EXTRACTED RECORDS ::
━━━━━━

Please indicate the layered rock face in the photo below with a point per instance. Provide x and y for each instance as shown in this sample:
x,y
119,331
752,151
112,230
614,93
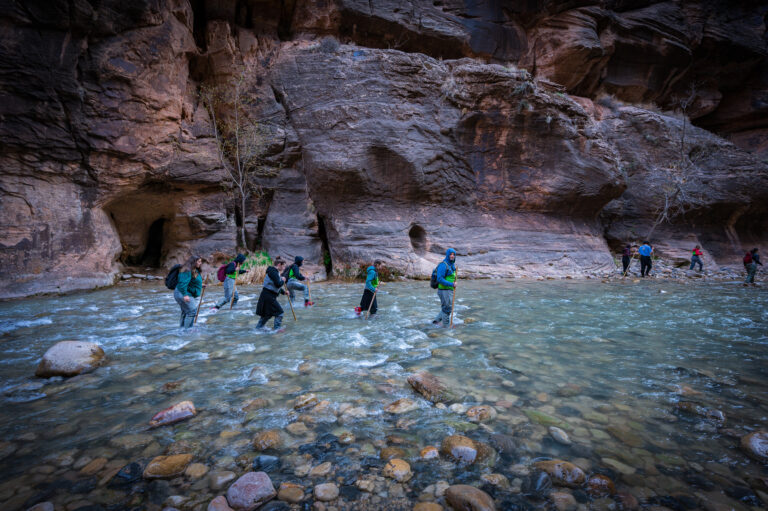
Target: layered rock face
x,y
397,129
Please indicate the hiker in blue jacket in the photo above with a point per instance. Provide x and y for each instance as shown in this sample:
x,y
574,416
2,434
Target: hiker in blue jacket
x,y
446,283
371,284
293,275
232,271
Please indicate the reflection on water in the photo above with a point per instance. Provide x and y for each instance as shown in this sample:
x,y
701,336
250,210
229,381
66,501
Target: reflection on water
x,y
608,363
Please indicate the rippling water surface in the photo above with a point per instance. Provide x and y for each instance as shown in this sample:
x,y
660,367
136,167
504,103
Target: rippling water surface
x,y
608,362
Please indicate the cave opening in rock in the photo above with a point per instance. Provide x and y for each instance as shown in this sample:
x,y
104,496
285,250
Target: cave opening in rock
x,y
323,233
153,253
418,239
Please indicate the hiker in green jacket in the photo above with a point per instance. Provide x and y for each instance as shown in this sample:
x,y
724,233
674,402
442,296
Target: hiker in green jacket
x,y
188,288
232,271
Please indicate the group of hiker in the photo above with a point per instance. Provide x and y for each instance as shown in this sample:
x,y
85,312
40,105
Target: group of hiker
x,y
751,260
187,282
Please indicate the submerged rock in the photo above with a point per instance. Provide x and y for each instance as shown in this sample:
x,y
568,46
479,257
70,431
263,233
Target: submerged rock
x,y
469,498
459,448
173,414
430,386
250,491
70,358
162,467
755,445
562,473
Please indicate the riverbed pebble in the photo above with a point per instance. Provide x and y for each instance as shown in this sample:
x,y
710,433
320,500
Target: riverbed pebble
x,y
250,491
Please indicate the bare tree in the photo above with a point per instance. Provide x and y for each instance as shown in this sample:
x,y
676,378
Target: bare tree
x,y
240,139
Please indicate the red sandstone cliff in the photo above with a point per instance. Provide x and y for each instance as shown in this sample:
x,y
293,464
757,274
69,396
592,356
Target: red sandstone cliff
x,y
431,125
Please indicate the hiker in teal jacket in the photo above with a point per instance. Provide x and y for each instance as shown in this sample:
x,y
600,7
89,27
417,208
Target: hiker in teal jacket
x,y
188,288
232,271
371,284
446,283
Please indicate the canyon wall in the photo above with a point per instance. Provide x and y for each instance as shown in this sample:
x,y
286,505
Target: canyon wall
x,y
533,139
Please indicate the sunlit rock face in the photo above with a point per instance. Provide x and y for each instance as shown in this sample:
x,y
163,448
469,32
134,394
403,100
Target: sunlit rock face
x,y
395,130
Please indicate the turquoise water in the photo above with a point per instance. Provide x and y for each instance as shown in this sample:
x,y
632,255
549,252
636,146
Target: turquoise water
x,y
609,360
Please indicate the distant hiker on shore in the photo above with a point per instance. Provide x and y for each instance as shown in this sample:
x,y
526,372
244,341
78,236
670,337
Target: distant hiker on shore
x,y
626,257
751,260
445,274
189,286
230,273
268,306
696,254
293,275
369,293
645,251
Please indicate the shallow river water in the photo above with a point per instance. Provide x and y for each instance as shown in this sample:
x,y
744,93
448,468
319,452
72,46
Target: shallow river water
x,y
606,362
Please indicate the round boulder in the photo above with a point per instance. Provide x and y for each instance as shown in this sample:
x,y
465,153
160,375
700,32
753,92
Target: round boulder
x,y
70,358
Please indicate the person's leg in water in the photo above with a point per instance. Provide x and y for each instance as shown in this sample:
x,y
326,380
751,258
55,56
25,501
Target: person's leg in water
x,y
446,300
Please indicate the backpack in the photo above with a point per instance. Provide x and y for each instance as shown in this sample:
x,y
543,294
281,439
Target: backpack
x,y
433,279
222,273
172,279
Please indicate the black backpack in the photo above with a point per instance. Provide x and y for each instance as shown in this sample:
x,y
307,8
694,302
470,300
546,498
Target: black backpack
x,y
433,279
172,279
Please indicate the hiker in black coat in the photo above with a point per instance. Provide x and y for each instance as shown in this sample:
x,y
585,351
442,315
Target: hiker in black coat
x,y
268,306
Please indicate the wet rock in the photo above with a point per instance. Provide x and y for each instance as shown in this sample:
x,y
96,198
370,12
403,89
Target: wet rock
x,y
459,448
173,414
429,453
545,419
482,413
430,386
219,504
219,479
163,467
401,406
321,470
290,492
469,498
269,439
388,453
562,472
196,471
326,492
305,401
250,491
564,501
43,506
755,445
397,469
599,485
559,435
70,358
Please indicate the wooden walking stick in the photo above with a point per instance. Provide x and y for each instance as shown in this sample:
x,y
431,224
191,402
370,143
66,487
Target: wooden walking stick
x,y
372,299
202,294
453,300
290,302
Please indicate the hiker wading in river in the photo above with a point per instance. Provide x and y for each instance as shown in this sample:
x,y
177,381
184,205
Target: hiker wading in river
x,y
268,307
188,288
446,283
231,272
369,293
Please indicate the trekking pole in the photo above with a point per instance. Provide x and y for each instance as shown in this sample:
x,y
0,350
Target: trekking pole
x,y
234,290
202,294
453,300
372,299
290,302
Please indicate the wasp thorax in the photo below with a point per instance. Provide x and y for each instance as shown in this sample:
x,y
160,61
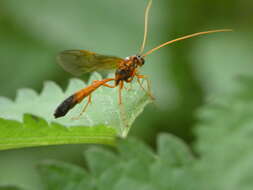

━━━━━━

EXERCISE :: Please rewrite the entries starting at the line that contains "Please indicate the trekking" and ending at the last line of the entries, requests included, with each answer coordinate multiplied by 0.35 and rounded to a whole number, halves up (leave the sample coordinates in the requests unchanged). Leave out the pictures.

IN RESPONSE ::
Please indicate the trekking pole in the photo above with a point per instance. Provide x and y for each instance as shown in this sample:
x,y
0,350
Target: trekking pole
x,y
82,102
71,103
159,105
130,105
102,106
Please indicate the wasp thorax in the photo below with a point per instance. Provide x and y for each instance as shown in this sample:
x,y
160,61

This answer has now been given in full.